▶ [Work task]:
The output is the lines below from the one with "column 273, row 9" through the one with "Where can the black metal", both included, printed exactly and with no other line.

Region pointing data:
---------------

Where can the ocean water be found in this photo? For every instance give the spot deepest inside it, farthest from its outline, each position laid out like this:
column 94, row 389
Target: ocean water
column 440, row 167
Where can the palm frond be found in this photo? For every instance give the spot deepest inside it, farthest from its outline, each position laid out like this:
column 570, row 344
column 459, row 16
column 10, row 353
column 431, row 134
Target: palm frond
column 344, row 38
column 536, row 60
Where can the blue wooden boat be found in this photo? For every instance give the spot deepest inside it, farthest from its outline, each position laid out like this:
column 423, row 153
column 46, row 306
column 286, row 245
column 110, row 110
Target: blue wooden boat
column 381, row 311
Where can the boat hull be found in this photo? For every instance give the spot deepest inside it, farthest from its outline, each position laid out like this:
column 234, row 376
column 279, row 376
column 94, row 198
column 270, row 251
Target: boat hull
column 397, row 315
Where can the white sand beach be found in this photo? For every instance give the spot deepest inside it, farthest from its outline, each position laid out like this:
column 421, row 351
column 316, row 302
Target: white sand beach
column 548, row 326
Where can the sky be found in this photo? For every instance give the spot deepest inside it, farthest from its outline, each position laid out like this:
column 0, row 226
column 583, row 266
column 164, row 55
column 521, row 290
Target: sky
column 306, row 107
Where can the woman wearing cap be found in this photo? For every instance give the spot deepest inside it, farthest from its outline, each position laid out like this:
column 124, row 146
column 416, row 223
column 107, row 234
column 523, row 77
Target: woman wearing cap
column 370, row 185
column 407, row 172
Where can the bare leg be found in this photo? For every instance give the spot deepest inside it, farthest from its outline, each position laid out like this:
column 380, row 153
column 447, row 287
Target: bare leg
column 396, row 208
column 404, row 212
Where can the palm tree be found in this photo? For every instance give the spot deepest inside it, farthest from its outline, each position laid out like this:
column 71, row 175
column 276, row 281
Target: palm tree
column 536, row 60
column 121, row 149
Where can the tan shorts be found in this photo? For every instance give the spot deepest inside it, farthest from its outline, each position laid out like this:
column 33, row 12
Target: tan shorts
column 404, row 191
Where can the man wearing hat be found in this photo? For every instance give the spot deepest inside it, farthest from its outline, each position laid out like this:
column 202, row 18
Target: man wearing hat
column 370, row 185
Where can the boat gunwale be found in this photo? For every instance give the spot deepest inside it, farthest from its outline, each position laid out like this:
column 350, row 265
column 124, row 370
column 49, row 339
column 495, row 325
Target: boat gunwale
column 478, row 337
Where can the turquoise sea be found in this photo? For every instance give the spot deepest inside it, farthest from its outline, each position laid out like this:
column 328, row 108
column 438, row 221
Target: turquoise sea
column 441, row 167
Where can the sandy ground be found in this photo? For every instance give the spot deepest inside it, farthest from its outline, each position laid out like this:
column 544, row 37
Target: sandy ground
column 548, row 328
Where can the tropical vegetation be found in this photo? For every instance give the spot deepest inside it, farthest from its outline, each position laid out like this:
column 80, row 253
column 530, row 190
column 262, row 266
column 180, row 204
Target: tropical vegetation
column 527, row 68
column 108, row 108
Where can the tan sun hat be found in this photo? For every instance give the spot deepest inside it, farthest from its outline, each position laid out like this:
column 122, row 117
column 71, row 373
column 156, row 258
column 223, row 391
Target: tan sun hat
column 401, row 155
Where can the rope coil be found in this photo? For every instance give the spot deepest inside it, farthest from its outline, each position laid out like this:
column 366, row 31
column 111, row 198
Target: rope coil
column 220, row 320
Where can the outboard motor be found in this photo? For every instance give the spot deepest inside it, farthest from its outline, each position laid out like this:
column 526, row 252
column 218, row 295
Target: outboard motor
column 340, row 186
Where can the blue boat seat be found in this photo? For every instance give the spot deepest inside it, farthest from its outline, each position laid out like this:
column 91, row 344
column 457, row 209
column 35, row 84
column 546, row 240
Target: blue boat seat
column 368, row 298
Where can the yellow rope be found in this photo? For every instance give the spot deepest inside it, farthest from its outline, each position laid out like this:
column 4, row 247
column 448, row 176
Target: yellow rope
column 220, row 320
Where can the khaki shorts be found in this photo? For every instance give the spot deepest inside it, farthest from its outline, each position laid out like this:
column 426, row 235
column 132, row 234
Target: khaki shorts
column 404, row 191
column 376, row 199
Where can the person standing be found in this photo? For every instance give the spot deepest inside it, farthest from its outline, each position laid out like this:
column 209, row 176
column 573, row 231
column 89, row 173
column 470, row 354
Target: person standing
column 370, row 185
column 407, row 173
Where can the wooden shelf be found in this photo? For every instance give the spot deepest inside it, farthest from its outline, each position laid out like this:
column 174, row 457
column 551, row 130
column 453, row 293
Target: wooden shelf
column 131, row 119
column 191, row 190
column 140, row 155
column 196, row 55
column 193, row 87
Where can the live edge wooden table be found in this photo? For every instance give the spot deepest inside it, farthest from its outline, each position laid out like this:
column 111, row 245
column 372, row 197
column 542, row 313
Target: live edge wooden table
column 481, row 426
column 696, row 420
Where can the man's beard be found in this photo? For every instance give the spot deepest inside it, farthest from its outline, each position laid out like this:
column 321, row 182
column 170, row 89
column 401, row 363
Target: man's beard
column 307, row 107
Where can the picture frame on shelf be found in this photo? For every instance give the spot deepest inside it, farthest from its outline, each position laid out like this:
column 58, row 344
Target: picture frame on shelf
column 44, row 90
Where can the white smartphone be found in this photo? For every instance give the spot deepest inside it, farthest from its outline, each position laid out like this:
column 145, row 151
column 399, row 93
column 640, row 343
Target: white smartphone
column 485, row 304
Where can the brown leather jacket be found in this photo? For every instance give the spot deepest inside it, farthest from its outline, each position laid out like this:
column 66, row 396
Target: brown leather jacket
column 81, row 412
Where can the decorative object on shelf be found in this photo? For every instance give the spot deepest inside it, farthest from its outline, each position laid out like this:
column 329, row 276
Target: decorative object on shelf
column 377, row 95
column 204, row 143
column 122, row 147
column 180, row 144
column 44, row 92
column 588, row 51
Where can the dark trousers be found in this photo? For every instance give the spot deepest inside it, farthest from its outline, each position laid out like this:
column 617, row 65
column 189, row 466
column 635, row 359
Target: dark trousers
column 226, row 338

---------------

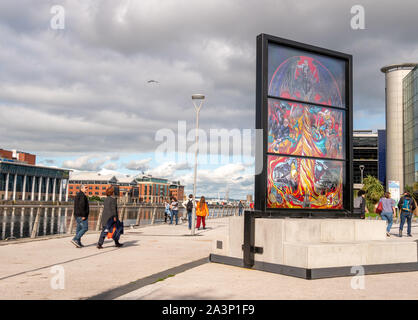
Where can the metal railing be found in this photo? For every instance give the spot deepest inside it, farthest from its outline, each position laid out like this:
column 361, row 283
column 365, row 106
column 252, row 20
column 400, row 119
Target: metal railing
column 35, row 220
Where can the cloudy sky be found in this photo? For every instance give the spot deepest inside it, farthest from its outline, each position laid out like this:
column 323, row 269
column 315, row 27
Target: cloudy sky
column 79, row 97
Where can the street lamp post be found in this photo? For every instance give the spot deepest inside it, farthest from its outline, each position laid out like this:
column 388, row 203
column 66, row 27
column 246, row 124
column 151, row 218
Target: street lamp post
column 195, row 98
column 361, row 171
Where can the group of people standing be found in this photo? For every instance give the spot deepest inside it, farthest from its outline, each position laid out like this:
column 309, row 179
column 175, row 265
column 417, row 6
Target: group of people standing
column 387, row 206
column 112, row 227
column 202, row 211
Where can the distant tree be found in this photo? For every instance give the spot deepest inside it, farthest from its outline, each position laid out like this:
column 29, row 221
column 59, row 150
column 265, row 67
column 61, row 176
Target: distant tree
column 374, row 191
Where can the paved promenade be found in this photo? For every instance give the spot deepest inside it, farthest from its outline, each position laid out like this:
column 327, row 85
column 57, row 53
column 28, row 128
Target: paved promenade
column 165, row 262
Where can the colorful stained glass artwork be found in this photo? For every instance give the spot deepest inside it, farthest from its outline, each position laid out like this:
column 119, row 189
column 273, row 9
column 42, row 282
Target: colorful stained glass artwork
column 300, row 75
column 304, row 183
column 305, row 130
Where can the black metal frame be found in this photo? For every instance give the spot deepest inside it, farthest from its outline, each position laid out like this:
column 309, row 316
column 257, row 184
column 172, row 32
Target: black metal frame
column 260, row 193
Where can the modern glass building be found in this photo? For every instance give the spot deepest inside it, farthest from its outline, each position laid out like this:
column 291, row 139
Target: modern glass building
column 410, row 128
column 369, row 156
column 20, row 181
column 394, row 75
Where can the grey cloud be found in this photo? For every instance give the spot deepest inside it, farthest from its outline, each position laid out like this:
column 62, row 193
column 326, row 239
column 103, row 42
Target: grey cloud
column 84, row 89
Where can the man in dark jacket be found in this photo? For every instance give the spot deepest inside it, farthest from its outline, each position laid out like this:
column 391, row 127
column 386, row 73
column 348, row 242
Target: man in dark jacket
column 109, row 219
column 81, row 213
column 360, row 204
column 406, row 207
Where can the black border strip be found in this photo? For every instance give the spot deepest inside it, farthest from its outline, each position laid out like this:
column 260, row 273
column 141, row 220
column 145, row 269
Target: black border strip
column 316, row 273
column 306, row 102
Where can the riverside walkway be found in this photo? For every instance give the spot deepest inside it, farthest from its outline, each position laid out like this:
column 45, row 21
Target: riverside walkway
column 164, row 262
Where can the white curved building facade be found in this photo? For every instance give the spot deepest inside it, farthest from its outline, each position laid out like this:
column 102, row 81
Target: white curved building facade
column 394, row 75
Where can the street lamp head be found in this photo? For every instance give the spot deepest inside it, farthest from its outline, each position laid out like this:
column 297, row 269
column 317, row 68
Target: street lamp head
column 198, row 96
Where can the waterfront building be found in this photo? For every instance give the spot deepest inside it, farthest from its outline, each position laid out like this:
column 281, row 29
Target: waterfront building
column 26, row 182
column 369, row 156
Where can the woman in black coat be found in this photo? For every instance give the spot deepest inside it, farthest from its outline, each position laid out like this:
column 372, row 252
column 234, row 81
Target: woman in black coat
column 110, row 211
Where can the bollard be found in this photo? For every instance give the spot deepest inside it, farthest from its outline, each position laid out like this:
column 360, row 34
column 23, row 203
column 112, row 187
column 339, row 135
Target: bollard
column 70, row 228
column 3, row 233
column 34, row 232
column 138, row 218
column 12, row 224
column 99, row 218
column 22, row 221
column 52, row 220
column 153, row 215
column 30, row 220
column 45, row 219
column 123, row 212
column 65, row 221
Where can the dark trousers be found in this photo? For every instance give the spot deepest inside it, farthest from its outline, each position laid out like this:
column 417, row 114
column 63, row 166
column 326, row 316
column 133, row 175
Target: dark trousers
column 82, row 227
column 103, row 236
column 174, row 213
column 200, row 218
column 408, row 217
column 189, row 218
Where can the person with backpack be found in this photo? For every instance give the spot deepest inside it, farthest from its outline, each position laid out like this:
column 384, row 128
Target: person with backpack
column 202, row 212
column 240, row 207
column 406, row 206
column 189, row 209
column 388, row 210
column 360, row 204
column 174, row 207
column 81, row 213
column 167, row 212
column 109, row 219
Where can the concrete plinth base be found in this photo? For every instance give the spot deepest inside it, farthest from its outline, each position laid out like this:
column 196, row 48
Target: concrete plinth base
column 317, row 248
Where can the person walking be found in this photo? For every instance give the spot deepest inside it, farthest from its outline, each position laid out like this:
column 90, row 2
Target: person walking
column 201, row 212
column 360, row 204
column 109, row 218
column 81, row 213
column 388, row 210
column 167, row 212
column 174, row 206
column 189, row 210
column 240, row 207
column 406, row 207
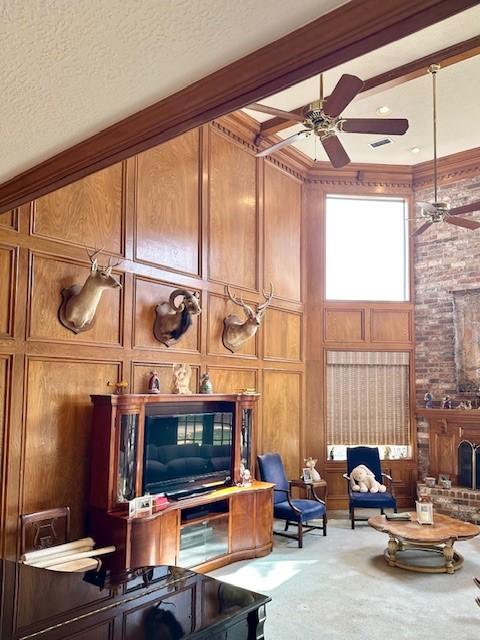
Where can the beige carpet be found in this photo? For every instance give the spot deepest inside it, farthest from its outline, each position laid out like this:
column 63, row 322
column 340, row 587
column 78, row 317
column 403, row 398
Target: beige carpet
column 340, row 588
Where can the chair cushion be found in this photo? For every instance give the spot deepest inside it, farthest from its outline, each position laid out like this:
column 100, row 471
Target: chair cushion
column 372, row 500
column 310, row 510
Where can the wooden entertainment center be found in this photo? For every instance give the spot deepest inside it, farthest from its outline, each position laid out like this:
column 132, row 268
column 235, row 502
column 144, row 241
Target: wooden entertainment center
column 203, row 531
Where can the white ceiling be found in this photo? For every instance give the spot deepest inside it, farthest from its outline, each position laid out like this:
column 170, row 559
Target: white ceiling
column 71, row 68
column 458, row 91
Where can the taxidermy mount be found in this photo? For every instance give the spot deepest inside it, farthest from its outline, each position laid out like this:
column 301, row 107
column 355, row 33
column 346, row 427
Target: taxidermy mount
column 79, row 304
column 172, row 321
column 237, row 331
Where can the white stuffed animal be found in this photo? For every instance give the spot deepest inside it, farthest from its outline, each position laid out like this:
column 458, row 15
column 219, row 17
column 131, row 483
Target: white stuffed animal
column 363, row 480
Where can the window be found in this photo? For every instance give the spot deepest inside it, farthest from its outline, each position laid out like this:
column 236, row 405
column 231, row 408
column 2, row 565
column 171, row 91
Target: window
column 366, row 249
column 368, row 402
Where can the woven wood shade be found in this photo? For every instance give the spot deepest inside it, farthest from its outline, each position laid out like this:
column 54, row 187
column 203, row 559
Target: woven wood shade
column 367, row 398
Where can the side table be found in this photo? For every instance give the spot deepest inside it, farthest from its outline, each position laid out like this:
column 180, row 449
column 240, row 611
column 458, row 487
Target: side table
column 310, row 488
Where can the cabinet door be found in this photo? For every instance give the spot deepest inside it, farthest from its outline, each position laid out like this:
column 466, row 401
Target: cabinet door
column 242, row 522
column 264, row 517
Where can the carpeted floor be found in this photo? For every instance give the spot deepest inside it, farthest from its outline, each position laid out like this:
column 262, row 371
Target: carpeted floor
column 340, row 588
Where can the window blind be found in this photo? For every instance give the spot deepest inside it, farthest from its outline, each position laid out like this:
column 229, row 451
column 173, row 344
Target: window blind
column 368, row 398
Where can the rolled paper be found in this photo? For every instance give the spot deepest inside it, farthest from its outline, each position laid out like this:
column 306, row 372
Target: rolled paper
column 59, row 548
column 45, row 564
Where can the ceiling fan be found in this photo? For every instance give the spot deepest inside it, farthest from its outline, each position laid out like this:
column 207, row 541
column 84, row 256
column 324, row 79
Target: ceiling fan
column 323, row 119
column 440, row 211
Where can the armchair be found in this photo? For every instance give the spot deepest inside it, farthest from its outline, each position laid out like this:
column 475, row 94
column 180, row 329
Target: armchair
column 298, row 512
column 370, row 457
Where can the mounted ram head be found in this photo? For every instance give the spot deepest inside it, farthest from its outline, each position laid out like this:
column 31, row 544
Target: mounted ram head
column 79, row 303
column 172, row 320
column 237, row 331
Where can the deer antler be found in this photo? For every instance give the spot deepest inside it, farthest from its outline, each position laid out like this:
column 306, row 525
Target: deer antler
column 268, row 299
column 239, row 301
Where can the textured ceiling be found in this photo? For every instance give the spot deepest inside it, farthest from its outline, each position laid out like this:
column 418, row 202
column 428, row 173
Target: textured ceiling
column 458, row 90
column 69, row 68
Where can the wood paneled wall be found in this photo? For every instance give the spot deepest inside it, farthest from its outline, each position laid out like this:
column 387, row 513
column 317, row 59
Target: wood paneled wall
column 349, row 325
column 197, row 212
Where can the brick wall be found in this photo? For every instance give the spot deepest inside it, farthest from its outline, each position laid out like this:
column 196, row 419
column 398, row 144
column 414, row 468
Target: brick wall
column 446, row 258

---------------

▶ [Solved exercise]:
column 273, row 9
column 42, row 282
Target: colorful stained glass artwork
column 300, row 75
column 304, row 183
column 305, row 130
Where can the black metal frame be found in this photo? For every instance give the spot deepest inside it, farthest from its outline, each position laid out like this:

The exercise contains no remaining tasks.